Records
☆ ☆ ☆
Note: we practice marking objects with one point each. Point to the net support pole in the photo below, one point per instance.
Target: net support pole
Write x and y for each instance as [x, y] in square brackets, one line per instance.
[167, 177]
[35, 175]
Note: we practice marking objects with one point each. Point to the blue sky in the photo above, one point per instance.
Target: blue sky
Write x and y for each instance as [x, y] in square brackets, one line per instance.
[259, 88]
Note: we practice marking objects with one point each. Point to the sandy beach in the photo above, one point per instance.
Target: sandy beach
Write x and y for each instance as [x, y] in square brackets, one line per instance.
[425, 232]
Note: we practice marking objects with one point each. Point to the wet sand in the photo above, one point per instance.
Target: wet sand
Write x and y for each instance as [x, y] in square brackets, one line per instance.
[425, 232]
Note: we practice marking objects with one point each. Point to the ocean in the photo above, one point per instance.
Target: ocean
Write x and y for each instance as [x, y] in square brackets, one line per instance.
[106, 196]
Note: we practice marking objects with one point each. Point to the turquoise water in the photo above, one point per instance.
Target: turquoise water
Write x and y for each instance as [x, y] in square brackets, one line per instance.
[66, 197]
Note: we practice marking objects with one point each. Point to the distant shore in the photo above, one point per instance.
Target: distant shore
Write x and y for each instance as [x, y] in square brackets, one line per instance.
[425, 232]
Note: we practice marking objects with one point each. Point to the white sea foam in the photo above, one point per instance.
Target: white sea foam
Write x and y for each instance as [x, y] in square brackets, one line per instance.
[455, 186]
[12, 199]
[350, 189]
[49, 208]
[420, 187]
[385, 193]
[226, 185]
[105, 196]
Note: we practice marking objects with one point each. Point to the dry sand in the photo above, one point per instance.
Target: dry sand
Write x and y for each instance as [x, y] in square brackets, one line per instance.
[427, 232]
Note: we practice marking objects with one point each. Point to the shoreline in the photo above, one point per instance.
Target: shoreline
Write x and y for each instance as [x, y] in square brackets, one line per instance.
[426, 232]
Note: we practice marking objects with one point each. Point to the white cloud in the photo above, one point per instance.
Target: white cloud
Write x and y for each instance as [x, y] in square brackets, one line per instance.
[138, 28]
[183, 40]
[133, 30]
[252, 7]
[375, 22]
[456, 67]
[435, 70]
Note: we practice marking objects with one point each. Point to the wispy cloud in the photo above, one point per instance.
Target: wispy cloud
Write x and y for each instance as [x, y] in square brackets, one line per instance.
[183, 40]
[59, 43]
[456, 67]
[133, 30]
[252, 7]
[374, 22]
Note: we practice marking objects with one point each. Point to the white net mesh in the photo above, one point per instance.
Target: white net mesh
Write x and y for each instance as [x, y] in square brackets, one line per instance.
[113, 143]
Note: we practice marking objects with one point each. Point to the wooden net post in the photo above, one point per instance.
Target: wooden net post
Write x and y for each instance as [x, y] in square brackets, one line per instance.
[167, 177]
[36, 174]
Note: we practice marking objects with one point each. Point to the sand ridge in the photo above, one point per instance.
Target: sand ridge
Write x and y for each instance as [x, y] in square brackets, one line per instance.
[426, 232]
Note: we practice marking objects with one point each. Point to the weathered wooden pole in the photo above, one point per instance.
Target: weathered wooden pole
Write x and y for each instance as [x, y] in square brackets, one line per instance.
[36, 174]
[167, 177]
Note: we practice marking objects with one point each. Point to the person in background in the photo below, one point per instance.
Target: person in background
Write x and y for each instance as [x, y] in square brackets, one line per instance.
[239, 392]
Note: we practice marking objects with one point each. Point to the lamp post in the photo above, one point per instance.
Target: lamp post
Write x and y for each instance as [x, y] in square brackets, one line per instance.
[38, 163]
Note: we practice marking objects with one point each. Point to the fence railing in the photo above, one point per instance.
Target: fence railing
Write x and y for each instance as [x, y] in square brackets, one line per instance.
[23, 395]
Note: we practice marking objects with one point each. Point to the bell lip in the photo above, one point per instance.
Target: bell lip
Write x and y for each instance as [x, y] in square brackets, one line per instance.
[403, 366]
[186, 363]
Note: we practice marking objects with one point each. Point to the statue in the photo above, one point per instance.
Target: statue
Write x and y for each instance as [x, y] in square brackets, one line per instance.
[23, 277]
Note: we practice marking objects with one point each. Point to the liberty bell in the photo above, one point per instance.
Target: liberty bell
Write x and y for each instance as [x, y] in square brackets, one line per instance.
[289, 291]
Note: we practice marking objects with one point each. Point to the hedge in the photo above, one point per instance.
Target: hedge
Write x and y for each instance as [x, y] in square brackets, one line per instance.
☆ ☆ ☆
Copy the records verbatim, starting at the line that contains "to the statue" and continuing through the last line of the records.

Task response
Note: we practice marking objects with one point each. Point to the statue in the photo above, one point per instance.
Target: statue
Write x and y for each instance as [x, y] in square brackets, one line per instance.
[23, 277]
Note: we practice marking objects with one point each. Point to the liberty bell in the photo above, one point per instance.
Target: liberty bell
Write x and y for each instance as [x, y] in square brackets, one line per instance.
[289, 291]
Note: we practice marking objects with one point each. Point to the hedge in the photo above, one point per instance.
Target: hedge
Write x and y for each instance as [x, y] in square brackets, one line per instance.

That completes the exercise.